Passage for review:
Two days later, the Indiana State Budget Agency provided excitement closer to home: a snapshot of Indiana state finances after a 365-day journey through the 2015 fiscal year.

I’ll admit “excitement” may overstate our feelings about the annual fiscal year closeout, but it is a great time to look at our state budget. You can see the closeout documents on the Budget Agency’s website, at in.gov/sba/2362.htm.

The focus of the snapshot is on balances, which are the funds that the state keeps in reserve. As of June 30, Indiana had $2.14 billion in balances, up $136 million from the year before. That’s a lot of money, but how much is it, really?

Well, it’s the second-largest total in Indiana history, after the $2.16 billion we had in June 2012. Usually, though, we measure balances as a percentage of the size of the state budget. By that measure 2015 was a pretty average year. In 2015, balances were 14.1 percent of the state’s operating budget, and the average over the past 40 years is 13.6 percent. The Budget Agency calls 10-12 percent the “prudent range.”

In some years balances have been much higher. At the end of 1998 we had balances equal to 24 percent of the budget. But we’ve seen much lower amounts, too. In 2004 we were at 4.9 percent. It was 6 percent as recently as 2010. Balances that low can be a problem. States with balance percentages less than 5 percent can have trouble paying their bills on time.

How do we compare to other states? In the spring the National Association of State Budget Officers found the nationwide average balance percentage to be 8 percent. Alaska, North Dakota, Texas and Wyoming all had more than 30 percent, proving that it helps to have oil.

Arkansas and Wisconsin had zero balances, so you wonder whether their contractors are being paid promptly. Our 14.1 percent ranks 10th in the country, and we’re first among our neighbors. Ohio’s 5.8 percent is next highest. Illinois has only 1.1 percent.

The Pew Charitable Trust tells us that if all tax revenue suddenly disappeared, our balances could fund state services for 51 days. I’m not sure that’s very helpful though. Tax revenue doesn’t just vanish like that.

Here’s something more sensible: At 14.1 percent, we’ve got balances 9.1 percentage points above the percent minimum. In a recession, that’s money we could use to support our planned state services without needing a tax hike. During the worst years in the past two recessions — 2003 and 2009 — revenues fell short of plans by about 10 percent. So we’ve got balances enough to handle one really bad year, almost.

Compared with our recent past, to our measure of “prudence,” to other states and to how bad things can get, the Indiana state budget is in good shape.

Our balances are not too low. Are they too high? Balances |actually are the bottom line of the state’s closeout statement, but they aren’t the reason for a government’s budget. The point of all that taxing and spending is to deliver services such as public safety, medical care and education. Balances are money that’s been collected in taxes but not used for services.

We’ve got a law that distributes balances for tax cuts and pension fund contributions if they get too big. That law didn’t kick in this year, but back in 2013 about $700 million in balances were distributed to taxpayers and pension funds. Indiana has recognized that too much in balances is almost as big a problem as too little.

How much we need depends on how much risk we want to take on. To protect against two years of terrible recession we’d need balances of about 2 percent of the budget. But if we cut balances to 10 percent — still in that prudent range — we’d free up more than $600 million for added spending or lower taxes.

We wanted pictures from that space probe when it was just the right distance from Pluto. We want state balances to be just the right distance between too little and too much.

Larry DeBoer is professor of agricultural economics at Purdue University.

Records shown:
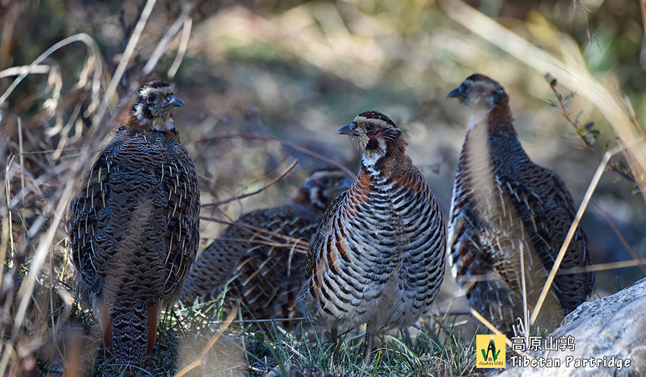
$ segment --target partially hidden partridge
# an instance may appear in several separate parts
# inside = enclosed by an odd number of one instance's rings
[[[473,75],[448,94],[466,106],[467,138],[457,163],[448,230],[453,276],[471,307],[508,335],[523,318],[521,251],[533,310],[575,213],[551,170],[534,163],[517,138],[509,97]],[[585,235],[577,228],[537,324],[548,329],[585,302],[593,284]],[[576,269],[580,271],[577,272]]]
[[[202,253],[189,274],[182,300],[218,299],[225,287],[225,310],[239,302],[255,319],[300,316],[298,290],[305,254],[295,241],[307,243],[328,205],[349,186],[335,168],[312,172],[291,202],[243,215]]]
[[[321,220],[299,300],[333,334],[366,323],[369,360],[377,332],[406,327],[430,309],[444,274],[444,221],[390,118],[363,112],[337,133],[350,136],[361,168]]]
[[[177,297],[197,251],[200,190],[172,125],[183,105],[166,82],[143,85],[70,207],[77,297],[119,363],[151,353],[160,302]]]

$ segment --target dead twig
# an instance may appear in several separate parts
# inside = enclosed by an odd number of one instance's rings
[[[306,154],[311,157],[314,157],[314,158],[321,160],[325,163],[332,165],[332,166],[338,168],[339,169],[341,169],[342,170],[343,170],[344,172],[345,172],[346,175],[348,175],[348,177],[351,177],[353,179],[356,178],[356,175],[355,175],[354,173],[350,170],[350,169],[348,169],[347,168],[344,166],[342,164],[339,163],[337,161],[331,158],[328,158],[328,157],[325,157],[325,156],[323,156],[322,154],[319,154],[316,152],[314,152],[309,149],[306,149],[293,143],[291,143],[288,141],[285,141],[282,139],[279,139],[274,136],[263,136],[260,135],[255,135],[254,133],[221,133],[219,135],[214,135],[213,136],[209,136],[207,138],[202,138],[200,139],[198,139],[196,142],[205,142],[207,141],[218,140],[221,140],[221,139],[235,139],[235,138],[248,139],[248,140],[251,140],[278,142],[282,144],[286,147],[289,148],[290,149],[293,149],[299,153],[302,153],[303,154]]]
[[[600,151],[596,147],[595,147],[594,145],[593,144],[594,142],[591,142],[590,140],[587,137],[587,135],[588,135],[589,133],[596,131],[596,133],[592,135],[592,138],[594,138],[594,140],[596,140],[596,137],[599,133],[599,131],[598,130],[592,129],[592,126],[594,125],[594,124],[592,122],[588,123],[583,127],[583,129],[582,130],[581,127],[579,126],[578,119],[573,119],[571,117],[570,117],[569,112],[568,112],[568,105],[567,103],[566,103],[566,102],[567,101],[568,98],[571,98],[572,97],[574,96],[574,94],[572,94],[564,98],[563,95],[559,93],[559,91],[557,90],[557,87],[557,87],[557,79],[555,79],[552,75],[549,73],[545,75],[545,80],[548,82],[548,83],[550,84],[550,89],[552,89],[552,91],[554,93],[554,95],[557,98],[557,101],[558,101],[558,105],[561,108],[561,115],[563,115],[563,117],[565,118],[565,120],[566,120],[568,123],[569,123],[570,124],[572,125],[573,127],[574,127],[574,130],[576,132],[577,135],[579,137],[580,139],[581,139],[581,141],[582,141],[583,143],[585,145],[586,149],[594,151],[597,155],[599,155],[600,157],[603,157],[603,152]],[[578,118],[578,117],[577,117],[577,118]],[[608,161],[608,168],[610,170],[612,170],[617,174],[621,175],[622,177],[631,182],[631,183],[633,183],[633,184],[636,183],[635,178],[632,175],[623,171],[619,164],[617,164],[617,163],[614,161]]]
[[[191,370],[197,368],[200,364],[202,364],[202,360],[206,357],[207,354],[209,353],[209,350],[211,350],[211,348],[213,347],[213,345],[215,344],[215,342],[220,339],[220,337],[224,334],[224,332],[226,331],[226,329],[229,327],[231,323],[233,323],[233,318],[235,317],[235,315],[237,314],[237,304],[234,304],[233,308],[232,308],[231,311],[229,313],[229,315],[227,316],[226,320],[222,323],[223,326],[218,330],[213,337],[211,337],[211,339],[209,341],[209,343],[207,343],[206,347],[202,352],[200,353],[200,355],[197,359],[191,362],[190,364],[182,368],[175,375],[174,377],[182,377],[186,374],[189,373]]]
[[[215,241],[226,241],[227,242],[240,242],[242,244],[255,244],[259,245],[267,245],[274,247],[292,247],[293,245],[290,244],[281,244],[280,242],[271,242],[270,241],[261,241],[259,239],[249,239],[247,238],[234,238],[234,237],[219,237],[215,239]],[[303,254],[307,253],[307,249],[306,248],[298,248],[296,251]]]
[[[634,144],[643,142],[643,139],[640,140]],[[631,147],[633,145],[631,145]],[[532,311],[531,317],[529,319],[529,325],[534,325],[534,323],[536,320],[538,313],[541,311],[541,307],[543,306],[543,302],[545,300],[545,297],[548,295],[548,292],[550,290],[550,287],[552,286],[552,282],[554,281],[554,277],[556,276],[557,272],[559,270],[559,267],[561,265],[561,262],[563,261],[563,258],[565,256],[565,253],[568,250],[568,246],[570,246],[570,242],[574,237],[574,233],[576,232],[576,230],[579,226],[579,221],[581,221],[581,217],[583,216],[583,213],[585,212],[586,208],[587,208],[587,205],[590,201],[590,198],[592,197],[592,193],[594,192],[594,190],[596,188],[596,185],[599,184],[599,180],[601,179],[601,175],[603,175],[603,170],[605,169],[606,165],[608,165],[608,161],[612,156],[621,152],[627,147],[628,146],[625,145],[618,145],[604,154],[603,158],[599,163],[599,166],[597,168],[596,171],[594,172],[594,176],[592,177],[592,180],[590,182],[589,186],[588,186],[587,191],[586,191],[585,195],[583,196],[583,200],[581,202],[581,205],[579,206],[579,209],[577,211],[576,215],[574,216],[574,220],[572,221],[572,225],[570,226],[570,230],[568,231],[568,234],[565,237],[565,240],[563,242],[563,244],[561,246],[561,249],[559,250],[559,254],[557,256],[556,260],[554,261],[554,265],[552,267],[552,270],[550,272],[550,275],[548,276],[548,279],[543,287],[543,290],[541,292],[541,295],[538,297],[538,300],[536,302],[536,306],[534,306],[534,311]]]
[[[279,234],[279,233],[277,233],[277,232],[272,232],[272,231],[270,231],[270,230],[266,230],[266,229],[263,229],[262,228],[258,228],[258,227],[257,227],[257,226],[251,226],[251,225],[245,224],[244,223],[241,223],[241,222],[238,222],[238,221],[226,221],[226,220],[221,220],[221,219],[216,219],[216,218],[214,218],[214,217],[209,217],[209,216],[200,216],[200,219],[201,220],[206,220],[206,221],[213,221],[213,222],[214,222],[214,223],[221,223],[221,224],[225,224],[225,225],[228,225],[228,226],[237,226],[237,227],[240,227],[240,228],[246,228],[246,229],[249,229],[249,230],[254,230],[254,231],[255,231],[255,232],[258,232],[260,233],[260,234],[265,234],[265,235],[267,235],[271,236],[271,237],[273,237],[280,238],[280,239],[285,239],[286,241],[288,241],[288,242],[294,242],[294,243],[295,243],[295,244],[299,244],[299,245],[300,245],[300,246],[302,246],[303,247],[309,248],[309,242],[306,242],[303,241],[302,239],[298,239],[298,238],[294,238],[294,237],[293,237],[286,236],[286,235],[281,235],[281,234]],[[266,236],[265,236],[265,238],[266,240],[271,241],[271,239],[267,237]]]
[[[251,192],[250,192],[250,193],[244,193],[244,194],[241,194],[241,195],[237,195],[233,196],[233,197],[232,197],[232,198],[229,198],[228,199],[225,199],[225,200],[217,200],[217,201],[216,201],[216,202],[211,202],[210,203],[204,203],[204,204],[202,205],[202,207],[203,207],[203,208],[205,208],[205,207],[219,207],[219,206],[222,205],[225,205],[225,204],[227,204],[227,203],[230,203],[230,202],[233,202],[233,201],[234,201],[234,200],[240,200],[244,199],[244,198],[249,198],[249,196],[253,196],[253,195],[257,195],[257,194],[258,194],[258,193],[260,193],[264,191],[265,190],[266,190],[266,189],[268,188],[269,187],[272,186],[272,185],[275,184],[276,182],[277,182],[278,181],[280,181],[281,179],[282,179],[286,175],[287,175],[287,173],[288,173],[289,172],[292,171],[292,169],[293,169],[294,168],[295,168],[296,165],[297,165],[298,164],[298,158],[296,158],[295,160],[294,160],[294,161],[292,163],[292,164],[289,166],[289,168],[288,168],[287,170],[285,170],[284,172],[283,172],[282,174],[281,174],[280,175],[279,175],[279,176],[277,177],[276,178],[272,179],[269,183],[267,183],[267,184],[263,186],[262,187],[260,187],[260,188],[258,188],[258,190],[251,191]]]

---

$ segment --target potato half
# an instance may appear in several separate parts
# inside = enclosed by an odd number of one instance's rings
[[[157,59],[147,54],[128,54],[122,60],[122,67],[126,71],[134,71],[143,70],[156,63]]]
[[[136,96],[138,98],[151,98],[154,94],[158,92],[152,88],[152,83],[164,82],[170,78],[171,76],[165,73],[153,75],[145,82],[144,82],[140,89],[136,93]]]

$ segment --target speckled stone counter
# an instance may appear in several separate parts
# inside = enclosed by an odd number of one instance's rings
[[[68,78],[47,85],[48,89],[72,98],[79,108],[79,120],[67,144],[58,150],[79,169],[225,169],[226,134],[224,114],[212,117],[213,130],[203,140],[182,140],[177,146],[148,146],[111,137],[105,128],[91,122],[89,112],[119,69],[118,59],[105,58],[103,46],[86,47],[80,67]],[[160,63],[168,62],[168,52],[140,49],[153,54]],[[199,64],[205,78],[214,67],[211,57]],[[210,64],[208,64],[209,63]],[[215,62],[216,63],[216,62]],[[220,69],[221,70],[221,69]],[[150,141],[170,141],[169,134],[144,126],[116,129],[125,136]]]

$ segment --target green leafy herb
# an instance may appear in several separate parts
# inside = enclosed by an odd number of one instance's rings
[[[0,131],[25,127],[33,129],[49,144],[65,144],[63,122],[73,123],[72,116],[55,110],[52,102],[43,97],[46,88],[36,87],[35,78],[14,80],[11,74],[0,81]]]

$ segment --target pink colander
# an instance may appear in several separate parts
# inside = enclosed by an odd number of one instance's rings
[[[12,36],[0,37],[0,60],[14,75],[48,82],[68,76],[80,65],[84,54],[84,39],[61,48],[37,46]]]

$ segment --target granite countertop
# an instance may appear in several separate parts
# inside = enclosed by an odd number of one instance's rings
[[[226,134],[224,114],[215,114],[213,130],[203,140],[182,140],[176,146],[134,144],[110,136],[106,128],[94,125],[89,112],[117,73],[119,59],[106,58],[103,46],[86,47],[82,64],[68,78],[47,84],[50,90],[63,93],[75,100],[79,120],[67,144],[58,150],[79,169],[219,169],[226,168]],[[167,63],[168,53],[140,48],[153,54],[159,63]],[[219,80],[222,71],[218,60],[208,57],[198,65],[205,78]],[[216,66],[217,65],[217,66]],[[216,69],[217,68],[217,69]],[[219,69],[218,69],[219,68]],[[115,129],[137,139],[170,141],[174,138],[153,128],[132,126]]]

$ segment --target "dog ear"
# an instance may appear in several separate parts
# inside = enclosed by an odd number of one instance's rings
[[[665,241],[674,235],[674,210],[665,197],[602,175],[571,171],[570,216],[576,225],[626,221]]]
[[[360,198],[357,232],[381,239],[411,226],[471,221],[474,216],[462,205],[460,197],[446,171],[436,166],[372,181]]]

==

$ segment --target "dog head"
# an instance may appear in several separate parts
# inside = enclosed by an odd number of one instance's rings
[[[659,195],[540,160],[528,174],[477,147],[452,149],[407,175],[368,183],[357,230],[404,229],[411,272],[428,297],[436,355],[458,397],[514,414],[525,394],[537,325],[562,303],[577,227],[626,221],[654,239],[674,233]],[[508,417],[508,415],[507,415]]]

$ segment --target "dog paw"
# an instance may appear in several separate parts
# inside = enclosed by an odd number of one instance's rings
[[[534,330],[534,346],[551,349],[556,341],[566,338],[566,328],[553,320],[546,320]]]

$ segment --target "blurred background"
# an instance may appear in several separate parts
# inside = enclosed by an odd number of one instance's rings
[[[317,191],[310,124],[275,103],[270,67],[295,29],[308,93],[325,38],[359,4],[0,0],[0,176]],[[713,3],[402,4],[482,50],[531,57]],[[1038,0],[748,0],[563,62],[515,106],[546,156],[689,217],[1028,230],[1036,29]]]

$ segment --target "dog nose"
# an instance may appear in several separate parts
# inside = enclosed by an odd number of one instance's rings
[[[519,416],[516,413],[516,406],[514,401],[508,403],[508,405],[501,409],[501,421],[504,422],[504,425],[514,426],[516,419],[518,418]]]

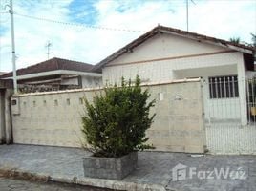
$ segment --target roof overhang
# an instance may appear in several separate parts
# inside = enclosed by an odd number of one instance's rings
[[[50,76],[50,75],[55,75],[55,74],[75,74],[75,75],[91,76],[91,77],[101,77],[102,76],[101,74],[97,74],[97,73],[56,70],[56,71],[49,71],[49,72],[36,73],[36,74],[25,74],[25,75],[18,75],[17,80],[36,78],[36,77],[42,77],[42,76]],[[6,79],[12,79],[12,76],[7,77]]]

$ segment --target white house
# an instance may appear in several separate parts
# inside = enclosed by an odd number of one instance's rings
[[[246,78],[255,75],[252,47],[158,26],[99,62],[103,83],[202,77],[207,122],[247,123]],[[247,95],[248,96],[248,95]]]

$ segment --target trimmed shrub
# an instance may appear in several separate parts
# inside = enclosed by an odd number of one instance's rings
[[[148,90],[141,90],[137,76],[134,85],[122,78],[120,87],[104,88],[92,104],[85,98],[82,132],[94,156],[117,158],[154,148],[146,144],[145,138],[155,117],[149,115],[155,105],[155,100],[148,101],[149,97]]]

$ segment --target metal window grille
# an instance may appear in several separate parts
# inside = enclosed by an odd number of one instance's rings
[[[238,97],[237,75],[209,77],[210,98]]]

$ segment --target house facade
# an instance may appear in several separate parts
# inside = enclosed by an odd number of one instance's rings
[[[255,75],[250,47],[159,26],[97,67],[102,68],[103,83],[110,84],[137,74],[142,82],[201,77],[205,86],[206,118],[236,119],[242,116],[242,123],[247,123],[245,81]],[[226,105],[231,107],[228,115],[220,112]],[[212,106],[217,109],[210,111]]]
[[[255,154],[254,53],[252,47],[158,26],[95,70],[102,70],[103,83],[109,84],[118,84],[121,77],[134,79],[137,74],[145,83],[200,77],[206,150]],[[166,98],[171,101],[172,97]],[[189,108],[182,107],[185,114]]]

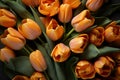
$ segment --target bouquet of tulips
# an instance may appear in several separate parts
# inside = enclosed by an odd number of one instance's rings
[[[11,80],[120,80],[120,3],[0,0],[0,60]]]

Questions on the material:
**a.** In the column on Indiana's state budget balances, where does Indiana's 14.1 percent balance rank among the states?
**b.** Copy out everything in the column on Indiana's state budget balances from "The Pew Charitable" down to "in good shape.".
Work only from the column on Indiana's state budget balances.

Per-task outputs:
**a.** It ranks 10th in the country.

**b.**
The Pew Charitable Trust tells us that if all tax revenue suddenly disappeared, our balances could fund state services for 51 days. I’m not sure that’s very helpful though. Tax revenue doesn’t just vanish like that.

Here’s something more sensible: At 14.1 percent, we’ve got balances 9.1 percentage points above the percent minimum. In a recession, that’s money we could use to support our planned state services without needing a tax hike. During the worst years in the past two recessions — 2003 and 2009 — revenues fell short of plans by about 10 percent. So we’ve got balances enough to handle one really bad year, almost.

Compared with our recent past, to our measure of “prudence,” to other states and to how bad things can get, the Indiana state budget is in good shape.